**What this task involves**
Filter the material, keeping only lines with the word "pointer".

**The data**
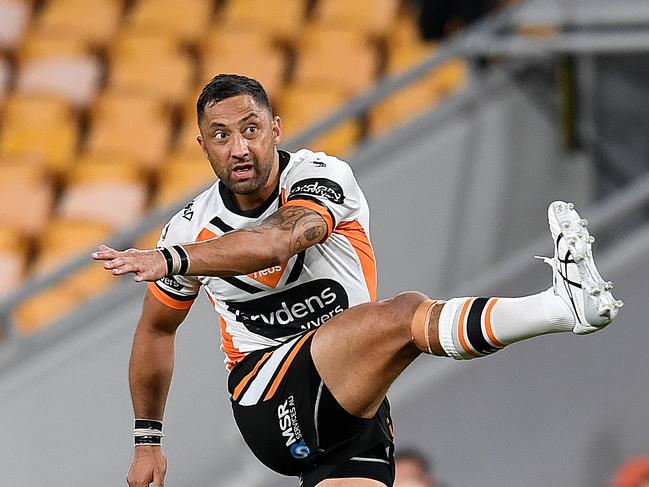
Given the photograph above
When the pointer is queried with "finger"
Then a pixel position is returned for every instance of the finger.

* * *

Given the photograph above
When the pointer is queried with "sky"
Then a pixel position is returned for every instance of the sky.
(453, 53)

**Answer to this exercise**
When the pointer is queried with "finger"
When the pointer is queried with "sky"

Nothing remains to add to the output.